*Exercise directions:* Copy the passage of the Flynn clan post from "The O Flynn*" to "from being palatilized)", swapping "banquet" for "feast".

Michael Flynn's Blog, page 56

March 17, 2011

The Wearin' o' the Green

An Feis Phadraig!

Today is St. Patrick's Day, or as we Irish call it: "amateur night at the bars."  In consideration of the day, we offer a bit of music.  Normally, I don't like over-orchestrated harp music, but one takes what the net hauls in, and Fanny Po'er and O Carolan's Concerto are among my favorite O Carolan tunes. 


But also his planxty "Uilliam O Flynn"

Midi file here: http://www.irishpage.com/songs/carolan/flynn.mid

The Flynns of Ballinlough (c.1000-1648)

The Flynns of the West were originally a Roscommon tribe: There is in Co. Roscommon the town of Ballinlough (Town-by-O Flynn's Lake) at the foot of Slievalynn (O Flynn's Mountain) and by the shore of the aforesaid lake.  They came into possession of their rightful homeland in the time-honored fashion: by taking it from someone else; viz., the Conway tribes.  This was when the Gaels were sweeping west and displacing the Picts.  

The O Flynn* was one of the four Principle Chiefs whose assent was required to name a king in Connaught.  In exchange, the O Flynn had the right to ride the king's horse.  (I don't make this stuff up.  The McGeraghty had the right to drink first at every banquet.  To an Irishman that might have been the greater boon.)  The clan controlled the Sil Maelruain, the southeast face of the O Conner kingdom.  Another branch held the Claddagh, where Boyle Abbey is  located.  In 1224, when a rival O Conner made a bid for the kingdom, "all the chiefs forswore their oaths, save only Cormac McDermot, David O Flynn, and the rest of his officers." So they had a penchant for keeping their oaths. 

(*O Flainn, O Floinn - the a or o is silent and served only to prevent the "l" from being palatilized)

The Annals of Connaught tell of some of the highjinks they pulled - like burning houses with people still in them, shooting a usurping king with an arrow, bushwhacking, being bushwhacked, and so on.  Let's not pretend clan society was all rainbows and fluffy bunnies.  It was an entire island of Hatfields and McCoys.  Eventually, in the Composition of Connaught, the chiefs of the West surrendered their Gaelic titles and ranks and agreed to hold land under the English.  The O Flynn (Fiachra O Flynn) was notable in that he did not sign the agreement.  The next year his son was hanged in Ros Common Town, so we may assume that he resisted.  We see thus that they are stubborn, even when losing.

*Extracted records:*
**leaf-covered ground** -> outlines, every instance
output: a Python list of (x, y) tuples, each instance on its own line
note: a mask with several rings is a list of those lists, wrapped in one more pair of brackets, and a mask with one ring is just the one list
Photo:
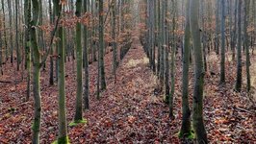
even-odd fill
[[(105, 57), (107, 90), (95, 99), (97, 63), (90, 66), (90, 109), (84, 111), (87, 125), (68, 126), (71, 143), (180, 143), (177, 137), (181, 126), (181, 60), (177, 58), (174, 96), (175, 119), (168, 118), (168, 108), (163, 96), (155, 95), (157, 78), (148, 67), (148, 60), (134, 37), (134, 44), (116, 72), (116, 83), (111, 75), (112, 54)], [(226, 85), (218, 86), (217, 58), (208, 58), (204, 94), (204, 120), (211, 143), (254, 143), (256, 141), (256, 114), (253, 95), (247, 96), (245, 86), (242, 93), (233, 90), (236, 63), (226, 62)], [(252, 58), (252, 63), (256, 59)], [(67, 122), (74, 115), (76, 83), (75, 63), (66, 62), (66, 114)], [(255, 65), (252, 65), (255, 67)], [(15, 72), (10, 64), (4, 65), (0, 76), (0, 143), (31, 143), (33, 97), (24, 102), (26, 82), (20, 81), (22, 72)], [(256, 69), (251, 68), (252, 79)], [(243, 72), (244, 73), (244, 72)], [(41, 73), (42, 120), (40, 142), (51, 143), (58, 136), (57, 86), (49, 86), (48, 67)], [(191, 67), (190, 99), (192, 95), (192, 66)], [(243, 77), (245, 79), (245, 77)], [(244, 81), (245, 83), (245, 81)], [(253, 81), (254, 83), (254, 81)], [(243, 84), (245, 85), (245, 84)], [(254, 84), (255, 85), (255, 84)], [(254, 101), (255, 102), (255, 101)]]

*Exercise result:*
The O Flynn* was one of the four Principle Chiefs whose assent was required to name a king in Connaught.  In exchange, the O Flynn had the right to ride the king's horse.  (I don't make this stuff up.  The McGeraghty had the right to drink first at every feast.  To an Irishman that might have been the greater boon.)  The clan controlled the Sil Maelruain, the southeast face of the O Conner kingdom.  Another branch held the Claddagh, where Boyle Abbey is  located.  In 1224, when a rival O Conner made a bid for the kingdom, "all the chiefs forswore their oaths, save only Cormac McDermot, David O Flynn, and the rest of his officers." So they had a penchant for keeping their oaths. 

(*O Flainn, O Floinn - the a or o is silent and served only to prevent the "l" from being palatilized)